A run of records
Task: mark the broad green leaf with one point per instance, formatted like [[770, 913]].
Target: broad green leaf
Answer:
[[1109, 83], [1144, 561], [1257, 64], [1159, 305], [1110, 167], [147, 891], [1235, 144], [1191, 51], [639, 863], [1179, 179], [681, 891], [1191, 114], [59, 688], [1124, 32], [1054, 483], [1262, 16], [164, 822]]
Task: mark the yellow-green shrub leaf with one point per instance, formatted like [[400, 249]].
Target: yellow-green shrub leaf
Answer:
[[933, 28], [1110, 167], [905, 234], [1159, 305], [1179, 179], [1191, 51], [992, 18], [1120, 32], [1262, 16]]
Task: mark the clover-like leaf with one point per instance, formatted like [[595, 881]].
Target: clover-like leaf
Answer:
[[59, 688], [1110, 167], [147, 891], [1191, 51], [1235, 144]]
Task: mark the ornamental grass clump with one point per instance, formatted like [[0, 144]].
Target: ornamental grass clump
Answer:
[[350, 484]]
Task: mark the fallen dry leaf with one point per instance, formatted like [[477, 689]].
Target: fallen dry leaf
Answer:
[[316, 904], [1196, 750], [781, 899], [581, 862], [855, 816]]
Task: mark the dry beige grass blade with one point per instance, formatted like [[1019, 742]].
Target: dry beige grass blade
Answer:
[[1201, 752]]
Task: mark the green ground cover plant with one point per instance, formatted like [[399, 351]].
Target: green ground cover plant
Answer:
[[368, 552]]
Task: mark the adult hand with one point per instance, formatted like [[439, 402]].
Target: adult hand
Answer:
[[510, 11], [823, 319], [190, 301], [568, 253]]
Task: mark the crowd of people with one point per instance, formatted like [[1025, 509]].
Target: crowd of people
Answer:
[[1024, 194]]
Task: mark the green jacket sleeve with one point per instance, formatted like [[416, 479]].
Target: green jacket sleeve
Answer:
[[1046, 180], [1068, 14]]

# Challenge
Return every line of these records unchanged, from the first record to the last.

# Task solution
Task: mark the broad green leaf with one point per instance, formatted like [[770, 913]].
Target: broad green leaf
Answer:
[[1109, 83], [1144, 561], [1257, 64], [1159, 305], [1110, 167], [147, 891], [1235, 144], [1191, 51], [639, 863], [1179, 179], [681, 891], [1191, 114], [59, 688], [1124, 32], [1054, 483], [1262, 16], [164, 822]]
Task: mark the yellow-green shrub leaf with one point per instance, formatted like [[400, 249]].
Target: yellow-green shrub leaf
Answer:
[[933, 28], [1110, 167], [905, 234], [1159, 305], [1179, 179], [1191, 51], [992, 18], [1120, 32], [1262, 16]]
Task: mark the clover-like leaf with one point per instance, formatted like [[595, 881]].
Target: clover-like leaf
Answer:
[[59, 688], [1110, 167], [147, 891], [1191, 51], [1235, 144]]
Task: mark the ornamental grass clump with one point per instance, formatted like [[0, 144]].
Target: ornamental grass clump
Answer:
[[350, 484]]
Task: mark the fallen dry leaf with one point per instance, formatted like [[477, 689]].
Target: fallen dry leaf
Answer:
[[316, 904], [1196, 750], [781, 899], [581, 862], [855, 816]]
Task: mark the dry beige grass blade with one point per instance, formatted like [[1019, 742]].
Target: dry beige grass blade
Answer:
[[1201, 752]]
Task: mark the green ground cover plant with one point per instance, formatted like [[399, 351]].
Target: green ground cover plant
Answer:
[[368, 552]]
Task: mark the adult hand with one point per instance, formatted like [[439, 402]].
Target: adult hand
Answer:
[[510, 11], [823, 319], [190, 301], [568, 253]]
Task: mark the crowd of people with one point per instance, formatted like [[1025, 509]].
Target: crowd of people
Answer:
[[1024, 194]]
Task: mark the green jacket sleeve with one point per instance, formatted like [[416, 479]].
Target: green jacket sleeve
Answer:
[[1046, 180], [1068, 14]]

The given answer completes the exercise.